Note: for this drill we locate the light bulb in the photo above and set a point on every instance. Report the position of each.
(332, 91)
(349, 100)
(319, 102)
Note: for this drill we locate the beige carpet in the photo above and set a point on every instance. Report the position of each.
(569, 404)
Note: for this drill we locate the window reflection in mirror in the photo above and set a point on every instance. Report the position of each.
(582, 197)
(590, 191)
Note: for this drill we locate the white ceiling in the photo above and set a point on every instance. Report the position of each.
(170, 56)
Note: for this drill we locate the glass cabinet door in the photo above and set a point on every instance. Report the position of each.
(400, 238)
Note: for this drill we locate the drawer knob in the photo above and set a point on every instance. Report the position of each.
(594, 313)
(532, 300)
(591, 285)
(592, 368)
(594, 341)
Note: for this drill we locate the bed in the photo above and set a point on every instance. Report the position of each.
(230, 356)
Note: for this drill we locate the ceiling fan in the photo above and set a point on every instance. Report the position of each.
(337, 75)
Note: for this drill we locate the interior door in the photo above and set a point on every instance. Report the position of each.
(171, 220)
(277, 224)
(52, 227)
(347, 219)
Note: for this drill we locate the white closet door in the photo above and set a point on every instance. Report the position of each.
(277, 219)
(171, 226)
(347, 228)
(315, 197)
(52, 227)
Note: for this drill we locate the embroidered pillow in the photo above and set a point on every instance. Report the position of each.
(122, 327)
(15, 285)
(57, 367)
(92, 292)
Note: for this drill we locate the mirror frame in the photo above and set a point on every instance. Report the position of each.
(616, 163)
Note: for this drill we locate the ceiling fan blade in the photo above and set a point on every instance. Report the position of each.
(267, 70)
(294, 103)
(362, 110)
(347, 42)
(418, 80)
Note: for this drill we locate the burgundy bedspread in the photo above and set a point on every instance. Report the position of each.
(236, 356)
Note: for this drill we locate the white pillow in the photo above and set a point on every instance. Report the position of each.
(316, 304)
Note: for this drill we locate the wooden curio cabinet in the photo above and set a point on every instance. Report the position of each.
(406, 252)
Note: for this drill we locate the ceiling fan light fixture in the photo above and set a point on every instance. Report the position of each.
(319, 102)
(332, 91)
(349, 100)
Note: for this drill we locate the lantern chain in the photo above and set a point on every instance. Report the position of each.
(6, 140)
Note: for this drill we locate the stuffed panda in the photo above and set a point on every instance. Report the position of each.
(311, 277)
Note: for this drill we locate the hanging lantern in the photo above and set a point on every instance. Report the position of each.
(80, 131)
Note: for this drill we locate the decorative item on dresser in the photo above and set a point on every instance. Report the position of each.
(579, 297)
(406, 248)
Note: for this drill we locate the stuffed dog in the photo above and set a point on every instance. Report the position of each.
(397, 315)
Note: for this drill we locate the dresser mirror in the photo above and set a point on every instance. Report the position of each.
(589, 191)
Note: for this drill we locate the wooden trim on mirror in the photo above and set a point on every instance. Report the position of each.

* WHAT YOU WILL DO *
Lay out the stretch from the line containing "Note: for this drill we locate the stuffed dog" through the end of the items above as a JSON list of strings, one string per line, skipping blank lines.

* RESPONSE BELOW *
[
  "Note: for this drill we locate the stuffed dog in the photo above and set a point on every instance. Report the position of each.",
  "(397, 315)",
  "Note: for this drill we locate the dresser mirror in the photo above and set a point on every instance. Report the position of each.",
  "(589, 191)",
  "Note: for this drill we locate the wooden trim on mirror in the photo above and set a point on every instance. Report the position of each."
]